=== Problem to solve ===
Return the part of the fine-tuning thread below that falls between "There’s no need" and "guide you better.", inclusive, copied word for word.

----- Reading text

I am trying to construct a fine tuning dataset for GPT3.
The example structure for messages given in the documentation is:
{“messages”: [{“role”: “system”, “content”: “Marv is a factual chatbot that is also sarcastic.”}, {“role”: “user”, “content”: “What’s the capital of France?”}, {“role”: “assistant”, “content”: “Paris, as if everyone doesn’t know that already.”}]}
What exact content needs to be put in the “System” entry? The example of “Marv is a factual chatbot that is also sarcastic.” does not provide any useful guidance.
Is this supposed to contain my entire set of instructions for the Assistant, just a summary of the instructions, or something else? It is unclear what content is needed here and it is unclear how it is used in fine-tuning.
According to my understanding, the system message is supposed to set the behavior that the assistant should be exhibiting.
There’s no need for instructions. Put simply, one of the reasons for fine-tuning is to save on instruction (prompt) tokens and go from input data to desired output.
Hey @AltDev so, regarding your query you first have to test thoroughly the prompt and make iterations in that, and if that doesn’t work then find the closest one that works with few-shots prompting and then say model itself to create a prompt for it which is called meta prompting.
When you have the closest prompt that actually works use that one as the system one and it has to be consistent in all the examples.
If you could tell me more about what you are doing then I could guide you better.

----------
----- Dataset entries

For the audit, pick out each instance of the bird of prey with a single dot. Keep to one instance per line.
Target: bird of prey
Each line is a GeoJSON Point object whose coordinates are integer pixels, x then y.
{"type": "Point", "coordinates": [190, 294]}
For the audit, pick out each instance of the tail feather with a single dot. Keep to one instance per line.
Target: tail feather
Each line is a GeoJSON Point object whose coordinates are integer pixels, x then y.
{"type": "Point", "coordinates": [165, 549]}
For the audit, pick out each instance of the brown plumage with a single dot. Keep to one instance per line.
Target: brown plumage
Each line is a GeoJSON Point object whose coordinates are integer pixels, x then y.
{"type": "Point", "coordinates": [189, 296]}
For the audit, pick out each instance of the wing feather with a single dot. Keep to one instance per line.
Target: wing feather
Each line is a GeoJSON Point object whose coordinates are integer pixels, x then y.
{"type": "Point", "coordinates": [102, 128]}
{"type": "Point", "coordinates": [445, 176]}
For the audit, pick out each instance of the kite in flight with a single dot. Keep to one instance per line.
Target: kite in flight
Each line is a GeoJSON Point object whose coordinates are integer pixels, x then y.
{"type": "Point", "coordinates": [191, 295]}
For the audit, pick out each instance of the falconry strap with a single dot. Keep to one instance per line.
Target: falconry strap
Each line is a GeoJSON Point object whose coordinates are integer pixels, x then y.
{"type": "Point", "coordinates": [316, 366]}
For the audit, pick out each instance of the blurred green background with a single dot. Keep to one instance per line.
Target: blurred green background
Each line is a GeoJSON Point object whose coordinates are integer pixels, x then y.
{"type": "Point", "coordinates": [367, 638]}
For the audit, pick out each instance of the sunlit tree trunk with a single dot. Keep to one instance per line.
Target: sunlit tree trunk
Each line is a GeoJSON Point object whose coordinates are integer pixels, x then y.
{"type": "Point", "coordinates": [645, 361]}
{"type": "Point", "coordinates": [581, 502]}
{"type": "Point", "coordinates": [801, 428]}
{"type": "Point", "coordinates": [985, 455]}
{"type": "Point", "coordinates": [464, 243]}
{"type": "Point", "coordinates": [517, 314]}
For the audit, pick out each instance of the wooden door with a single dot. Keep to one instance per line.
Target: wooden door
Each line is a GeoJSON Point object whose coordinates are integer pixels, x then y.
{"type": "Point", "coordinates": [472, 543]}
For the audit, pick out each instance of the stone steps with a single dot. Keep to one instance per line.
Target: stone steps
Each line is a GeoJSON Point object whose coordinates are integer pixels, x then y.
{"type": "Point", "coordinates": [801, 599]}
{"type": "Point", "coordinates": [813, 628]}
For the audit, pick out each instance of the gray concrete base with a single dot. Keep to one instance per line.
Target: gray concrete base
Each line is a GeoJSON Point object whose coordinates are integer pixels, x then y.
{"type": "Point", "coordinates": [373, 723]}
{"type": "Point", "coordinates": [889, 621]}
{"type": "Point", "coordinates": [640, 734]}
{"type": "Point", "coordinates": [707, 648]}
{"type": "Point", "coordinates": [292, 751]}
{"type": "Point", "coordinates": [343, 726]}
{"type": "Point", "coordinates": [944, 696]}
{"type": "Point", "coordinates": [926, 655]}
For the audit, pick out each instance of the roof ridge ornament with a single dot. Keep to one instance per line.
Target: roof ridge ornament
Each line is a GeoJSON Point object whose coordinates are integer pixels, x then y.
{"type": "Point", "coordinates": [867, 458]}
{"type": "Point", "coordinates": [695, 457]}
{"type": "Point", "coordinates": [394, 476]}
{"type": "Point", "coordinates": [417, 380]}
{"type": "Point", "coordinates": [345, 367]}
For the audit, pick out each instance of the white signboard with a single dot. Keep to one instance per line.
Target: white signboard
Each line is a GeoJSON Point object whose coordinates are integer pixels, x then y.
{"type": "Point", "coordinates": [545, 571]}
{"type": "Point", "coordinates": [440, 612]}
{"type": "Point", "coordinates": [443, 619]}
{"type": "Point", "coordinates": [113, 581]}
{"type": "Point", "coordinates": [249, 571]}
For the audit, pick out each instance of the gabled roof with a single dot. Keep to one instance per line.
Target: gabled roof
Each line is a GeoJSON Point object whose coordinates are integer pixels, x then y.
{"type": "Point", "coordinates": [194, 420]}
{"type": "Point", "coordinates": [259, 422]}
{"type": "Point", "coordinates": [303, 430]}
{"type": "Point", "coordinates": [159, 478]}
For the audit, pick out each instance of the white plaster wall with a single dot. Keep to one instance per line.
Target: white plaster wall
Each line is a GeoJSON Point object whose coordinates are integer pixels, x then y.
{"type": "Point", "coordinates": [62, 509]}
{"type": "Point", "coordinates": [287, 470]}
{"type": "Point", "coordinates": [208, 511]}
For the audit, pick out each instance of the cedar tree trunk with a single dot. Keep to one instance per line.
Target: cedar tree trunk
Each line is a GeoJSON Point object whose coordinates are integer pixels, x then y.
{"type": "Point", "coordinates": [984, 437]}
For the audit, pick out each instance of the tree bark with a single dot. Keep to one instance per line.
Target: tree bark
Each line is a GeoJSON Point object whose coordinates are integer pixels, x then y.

----------

=== Exercise output ===
There’s no need for instructions. Put simply, one of the reasons for fine-tuning is to save on instruction (prompt) tokens and go from input data to desired output.
Hey @AltDev so, regarding your query you first have to test thoroughly the prompt and make iterations in that, and if that doesn’t work then find the closest one that works with few-shots prompting and then say model itself to create a prompt for it which is called meta prompting.
When you have the closest prompt that actually works use that one as the system one and it has to be consistent in all the examples.
If you could tell me more about what you are doing then I could guide you better.